> **Stated goal**: Extract the part of the search tool documentation that opens with the words containing "### Caching" and closes with "from successful ones.", copying it exactly.

** start Source excerpt **

Sources from search_and_scrape are scored by:

| Factor | Weight | Description |
|--------|--------|-------------|
| Relevance | 35% | Query term matching |
| Freshness | 20% | Publication recency |
| Authority | 25% | Domain reputation (.gov, .edu, known sources) |
| Content Quality | 20% | Length, structure, readability |

---

## Key Behaviors

### Caching
- Search results: 30 minutes
- Scraped pages: 1 hour
- Repeated queries are fast and don't count against API limits

### SPA Rendering
Automatically uses browser rendering for JavaScript-heavy sites:
- patents.google.com
- scholar.google.com
- twitter.com / x.com
- linkedin.com

### Graceful Failures
If some sources fail, you still get results from successful ones.

### Citations
All scraped content includes citation metadata in APA/MLA format.

** end Source excerpt **
** start Raw records **

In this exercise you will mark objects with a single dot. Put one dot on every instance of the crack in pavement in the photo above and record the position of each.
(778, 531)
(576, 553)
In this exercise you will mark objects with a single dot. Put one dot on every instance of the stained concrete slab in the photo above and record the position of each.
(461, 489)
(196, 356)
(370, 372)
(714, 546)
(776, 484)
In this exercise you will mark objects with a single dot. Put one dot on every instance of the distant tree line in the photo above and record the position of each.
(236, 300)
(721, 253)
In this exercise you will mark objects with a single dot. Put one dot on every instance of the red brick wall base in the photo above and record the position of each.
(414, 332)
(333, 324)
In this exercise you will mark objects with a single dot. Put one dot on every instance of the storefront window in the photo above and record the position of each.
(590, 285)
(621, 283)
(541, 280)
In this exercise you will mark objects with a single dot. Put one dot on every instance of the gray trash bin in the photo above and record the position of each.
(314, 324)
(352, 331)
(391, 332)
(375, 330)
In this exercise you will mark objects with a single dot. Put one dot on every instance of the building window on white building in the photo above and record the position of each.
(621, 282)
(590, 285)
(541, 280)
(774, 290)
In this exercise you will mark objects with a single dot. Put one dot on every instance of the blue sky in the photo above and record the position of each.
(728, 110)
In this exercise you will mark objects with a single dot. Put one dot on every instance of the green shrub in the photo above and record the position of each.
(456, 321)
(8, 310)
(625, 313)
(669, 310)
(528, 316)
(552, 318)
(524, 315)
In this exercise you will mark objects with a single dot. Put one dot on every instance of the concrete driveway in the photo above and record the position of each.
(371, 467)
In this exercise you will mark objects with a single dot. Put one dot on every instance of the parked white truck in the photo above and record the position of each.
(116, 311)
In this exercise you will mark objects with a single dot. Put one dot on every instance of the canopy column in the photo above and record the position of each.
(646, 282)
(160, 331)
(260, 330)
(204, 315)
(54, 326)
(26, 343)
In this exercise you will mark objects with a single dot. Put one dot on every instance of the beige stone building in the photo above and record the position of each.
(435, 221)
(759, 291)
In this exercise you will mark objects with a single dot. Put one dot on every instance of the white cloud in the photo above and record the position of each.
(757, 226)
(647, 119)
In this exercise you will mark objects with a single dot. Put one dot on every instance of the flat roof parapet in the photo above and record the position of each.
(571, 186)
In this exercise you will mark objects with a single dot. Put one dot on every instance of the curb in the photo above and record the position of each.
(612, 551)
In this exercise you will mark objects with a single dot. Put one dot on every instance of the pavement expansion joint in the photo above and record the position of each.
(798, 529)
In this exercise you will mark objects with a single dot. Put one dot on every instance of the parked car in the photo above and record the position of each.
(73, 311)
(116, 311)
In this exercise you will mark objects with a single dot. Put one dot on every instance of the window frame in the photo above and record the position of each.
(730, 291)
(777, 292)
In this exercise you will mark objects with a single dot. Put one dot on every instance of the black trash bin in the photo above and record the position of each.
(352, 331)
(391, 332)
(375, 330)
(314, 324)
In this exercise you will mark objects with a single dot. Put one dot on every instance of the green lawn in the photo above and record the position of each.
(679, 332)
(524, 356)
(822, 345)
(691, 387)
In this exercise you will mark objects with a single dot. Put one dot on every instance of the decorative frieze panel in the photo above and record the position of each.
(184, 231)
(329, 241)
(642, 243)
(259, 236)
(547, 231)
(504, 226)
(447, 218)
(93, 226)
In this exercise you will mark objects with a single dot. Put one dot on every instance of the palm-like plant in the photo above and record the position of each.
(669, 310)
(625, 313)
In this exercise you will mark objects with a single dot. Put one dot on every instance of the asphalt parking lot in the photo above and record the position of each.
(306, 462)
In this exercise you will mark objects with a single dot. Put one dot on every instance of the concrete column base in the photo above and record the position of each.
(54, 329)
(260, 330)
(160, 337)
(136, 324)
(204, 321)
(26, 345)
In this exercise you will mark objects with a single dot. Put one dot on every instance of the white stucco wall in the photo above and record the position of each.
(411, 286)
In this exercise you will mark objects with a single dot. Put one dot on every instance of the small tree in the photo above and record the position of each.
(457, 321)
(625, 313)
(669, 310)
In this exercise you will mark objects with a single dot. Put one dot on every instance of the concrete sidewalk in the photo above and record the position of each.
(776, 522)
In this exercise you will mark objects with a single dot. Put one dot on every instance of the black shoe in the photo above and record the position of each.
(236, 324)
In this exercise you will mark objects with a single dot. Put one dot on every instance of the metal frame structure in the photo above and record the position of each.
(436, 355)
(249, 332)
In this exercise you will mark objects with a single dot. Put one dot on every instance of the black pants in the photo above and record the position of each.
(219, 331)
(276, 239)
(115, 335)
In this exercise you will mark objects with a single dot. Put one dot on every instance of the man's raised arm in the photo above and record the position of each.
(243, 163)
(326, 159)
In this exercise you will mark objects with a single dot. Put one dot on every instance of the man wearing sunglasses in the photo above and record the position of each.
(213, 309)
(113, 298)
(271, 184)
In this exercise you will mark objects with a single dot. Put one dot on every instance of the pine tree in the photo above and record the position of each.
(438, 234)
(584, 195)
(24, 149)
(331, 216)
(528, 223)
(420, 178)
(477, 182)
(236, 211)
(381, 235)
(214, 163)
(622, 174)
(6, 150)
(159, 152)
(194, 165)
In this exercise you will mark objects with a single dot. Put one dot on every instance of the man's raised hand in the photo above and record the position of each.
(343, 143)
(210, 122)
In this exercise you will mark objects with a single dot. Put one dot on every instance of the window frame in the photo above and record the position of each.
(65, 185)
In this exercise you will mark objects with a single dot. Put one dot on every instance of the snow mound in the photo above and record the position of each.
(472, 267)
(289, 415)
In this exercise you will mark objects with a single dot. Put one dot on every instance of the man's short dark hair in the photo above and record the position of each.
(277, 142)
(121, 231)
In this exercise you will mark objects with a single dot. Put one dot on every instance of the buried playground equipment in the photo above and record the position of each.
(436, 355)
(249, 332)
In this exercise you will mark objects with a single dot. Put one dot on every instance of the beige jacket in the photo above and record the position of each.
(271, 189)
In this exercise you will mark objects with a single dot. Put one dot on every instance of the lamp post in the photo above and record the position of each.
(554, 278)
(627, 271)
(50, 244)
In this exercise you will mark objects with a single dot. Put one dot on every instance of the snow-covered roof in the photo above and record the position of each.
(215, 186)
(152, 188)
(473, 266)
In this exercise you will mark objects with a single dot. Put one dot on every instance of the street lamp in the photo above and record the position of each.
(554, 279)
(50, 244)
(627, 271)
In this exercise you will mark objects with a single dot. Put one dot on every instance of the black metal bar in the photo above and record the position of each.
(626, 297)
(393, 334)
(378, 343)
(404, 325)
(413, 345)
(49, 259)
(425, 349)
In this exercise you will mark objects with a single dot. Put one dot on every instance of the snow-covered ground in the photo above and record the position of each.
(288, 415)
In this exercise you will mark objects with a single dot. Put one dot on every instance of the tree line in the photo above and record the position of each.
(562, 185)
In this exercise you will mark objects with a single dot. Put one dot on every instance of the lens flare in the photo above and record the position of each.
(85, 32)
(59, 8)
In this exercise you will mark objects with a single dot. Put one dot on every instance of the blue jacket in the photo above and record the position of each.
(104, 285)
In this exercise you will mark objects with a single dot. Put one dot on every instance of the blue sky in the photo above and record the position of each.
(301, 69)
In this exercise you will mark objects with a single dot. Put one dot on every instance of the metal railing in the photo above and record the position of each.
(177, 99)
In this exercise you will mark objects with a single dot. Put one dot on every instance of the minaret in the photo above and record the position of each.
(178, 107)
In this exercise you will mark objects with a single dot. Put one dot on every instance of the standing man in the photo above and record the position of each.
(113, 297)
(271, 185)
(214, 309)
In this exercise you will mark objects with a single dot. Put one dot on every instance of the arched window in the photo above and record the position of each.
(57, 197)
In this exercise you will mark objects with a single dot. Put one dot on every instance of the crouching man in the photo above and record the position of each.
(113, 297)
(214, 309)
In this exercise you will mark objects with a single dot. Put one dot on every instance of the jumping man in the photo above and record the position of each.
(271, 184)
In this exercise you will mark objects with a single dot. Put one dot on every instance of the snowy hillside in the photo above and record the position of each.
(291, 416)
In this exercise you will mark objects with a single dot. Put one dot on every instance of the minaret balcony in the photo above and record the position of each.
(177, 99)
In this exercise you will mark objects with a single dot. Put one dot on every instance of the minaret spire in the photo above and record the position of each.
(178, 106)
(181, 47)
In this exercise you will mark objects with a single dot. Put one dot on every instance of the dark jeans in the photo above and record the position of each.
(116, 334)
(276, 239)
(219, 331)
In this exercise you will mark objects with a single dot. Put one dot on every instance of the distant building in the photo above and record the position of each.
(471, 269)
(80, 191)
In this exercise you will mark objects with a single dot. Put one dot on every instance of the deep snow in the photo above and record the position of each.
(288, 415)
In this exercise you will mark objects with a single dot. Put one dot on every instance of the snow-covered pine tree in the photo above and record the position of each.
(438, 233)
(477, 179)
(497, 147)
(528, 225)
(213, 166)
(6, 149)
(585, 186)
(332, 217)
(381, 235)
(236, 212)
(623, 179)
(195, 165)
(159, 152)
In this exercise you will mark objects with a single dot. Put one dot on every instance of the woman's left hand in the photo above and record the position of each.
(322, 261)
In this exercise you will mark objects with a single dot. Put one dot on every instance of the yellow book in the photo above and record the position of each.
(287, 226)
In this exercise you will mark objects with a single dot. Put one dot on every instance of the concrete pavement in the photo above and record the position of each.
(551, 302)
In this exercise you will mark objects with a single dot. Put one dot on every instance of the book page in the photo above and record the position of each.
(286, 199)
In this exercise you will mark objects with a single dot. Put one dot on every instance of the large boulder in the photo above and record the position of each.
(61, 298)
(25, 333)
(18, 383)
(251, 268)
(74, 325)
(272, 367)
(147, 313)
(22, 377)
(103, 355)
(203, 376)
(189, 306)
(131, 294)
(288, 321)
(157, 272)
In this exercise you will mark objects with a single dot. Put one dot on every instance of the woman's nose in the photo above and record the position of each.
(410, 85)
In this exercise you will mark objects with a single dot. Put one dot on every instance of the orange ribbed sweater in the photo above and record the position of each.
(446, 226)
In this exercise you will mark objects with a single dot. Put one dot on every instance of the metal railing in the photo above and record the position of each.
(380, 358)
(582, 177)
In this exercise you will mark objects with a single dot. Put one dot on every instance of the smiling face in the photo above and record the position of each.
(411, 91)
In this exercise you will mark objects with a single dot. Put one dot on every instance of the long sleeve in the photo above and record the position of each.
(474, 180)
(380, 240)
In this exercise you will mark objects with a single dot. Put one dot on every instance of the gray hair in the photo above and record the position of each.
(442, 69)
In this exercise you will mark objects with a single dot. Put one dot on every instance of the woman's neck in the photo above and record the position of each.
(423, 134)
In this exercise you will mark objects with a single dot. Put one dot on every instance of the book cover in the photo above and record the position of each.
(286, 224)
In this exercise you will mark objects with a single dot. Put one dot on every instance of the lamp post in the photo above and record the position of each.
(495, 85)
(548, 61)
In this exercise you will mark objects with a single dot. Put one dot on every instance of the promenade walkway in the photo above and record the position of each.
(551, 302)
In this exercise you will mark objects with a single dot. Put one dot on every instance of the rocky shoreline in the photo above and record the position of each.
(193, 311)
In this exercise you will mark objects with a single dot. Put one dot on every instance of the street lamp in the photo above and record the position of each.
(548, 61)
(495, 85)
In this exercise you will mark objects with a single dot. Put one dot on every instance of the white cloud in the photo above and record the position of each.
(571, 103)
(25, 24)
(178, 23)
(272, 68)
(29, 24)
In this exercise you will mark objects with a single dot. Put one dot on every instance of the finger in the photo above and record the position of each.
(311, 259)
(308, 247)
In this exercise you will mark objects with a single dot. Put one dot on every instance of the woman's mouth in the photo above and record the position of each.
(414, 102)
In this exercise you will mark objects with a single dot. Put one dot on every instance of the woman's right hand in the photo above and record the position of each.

** end Raw records **

> **Result for this task**:
### Caching
- Search results: 30 minutes
- Scraped pages: 1 hour
- Repeated queries are fast and don't count against API limits

### SPA Rendering
Automatically uses browser rendering for JavaScript-heavy sites:
- patents.google.com
- scholar.google.com
- twitter.com / x.com
- linkedin.com

### Graceful Failures
If some sources fail, you still get results from successful ones.